• _PROBLEMA BREVE 1_: Indique si cada afirmación concuerda con el extracto sobre las primeras proyecciones de cine en San José. Responda sí o no y cite literalmente las palabras del extracto que lo determinan. (a) La nota de La Nueva Prensa se publicó en julio de 1929. (b) El primer aparato cinematográfico llegó al Teatro de Variedades en 1905. (c) La manta de proyección debía humedecerse de antemano.
• _PROBLEMA BREVE 2_: Prosiga el extracto sobre las primeras proyecciones de cine en San José a partir de su última oración.

En julio de 1929, una encantadora nota del diario La Nueva Prensa recordaba cómo habían sido en San José las primeras proyecciones de cine: “Fue en el año 1895 cuando por primera vez, en el mes de julio, vino al antiguo Teatro de Variedades el primer aparato cinematográfico, anunciado en cartelones y programas con el nombre de “Cine Lumière”.
“El viejo teatro, (…) se llenaba de gentes de todas las condiciones sociales para admirar el maravilloso invento que hacía reflejar en una manta blanca las figuras humanas, manta que debía de humedecerse anticipadamente para obtener una mejor proyección. Era un aparato defectuoso, manejado con un manubrio, alimentado en su luz por un aparato de acetileno.

• _DATOS SIN PROCESAR_:
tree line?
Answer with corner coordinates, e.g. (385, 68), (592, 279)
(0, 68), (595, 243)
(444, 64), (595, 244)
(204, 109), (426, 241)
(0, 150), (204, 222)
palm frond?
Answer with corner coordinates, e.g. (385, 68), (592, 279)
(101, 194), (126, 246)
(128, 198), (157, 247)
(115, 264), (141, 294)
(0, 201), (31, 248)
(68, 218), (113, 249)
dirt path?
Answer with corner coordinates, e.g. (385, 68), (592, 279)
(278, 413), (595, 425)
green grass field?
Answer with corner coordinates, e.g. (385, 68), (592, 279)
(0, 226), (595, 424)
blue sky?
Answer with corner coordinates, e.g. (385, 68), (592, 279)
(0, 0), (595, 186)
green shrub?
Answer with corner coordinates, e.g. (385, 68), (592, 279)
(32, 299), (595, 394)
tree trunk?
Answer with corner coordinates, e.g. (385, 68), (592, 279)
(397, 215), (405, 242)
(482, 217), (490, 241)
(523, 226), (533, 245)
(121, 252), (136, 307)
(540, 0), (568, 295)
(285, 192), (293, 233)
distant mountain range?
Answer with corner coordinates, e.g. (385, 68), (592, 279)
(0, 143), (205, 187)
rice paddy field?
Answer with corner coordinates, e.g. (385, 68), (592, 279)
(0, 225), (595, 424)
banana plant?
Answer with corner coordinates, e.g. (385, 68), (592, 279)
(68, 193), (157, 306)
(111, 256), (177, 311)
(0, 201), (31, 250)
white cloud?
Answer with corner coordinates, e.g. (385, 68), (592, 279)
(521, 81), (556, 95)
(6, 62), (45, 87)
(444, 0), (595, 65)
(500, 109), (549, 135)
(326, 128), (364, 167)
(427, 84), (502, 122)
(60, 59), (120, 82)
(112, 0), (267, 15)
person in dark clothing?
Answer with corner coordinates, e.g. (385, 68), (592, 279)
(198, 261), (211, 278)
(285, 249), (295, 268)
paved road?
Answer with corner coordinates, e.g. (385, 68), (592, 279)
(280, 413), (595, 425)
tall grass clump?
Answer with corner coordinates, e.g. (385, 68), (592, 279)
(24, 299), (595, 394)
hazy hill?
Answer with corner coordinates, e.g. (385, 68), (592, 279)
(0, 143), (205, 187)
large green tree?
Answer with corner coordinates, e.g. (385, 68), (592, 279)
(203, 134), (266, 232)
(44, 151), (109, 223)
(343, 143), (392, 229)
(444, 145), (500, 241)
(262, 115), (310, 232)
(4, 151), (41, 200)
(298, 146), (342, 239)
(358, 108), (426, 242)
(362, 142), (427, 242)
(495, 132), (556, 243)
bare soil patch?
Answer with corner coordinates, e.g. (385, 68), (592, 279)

• _RESPUESTA CORRECTA 1_:
(a) Sí: "En julio de 1929, una encantadora nota del diario La Nueva Prensa".
(b) No: "Fue en el año 1895 cuando por primera vez, en el mes de julio, vino al antiguo Teatro de Variedades el primer aparato cinematográfico".
(c) Sí: "manta que debía de humedecerse anticipadamente para obtener una mejor proyección".

• _RESPUESTA CORRECTA 2_:
“Antes de dar comienzo a la función, un empleado incomodaba al público bajando las mechas de las lámparas de canfín que hacían la iluminación del teatro. Las vistas eran pequeñas representaciones del natural (…), y estas no duraban más de diez minutos. El público se daba por satisfecho de las representaciones y aplaudía entusiasmado las pequeñas vistas que se proyectaban”.
Los padres del cine
A pesar de lo evocador de su texto se equivocaba el gacetillero, pues en realidad el cinematógrafo había sido estrenado, apenas, el 28 de diciembre de 1895, en el conocido Salón Indio del Gran Café de París; donde se proyectaron, entre otras, las célebres vistas o filmaciones cortas Salida de la fábrica Lumière y la Llegada de un tren a la estación de la Ciotat.
Sus creadores, los hermanos Auguste (1862-1954) y Louis Lumière (1864-1948), habían patentado su invento hacía sólo unos meses; y esa patente era la culminación de una verdadera carrera que se había desatado entre inventores a ambos lados del Atlántico.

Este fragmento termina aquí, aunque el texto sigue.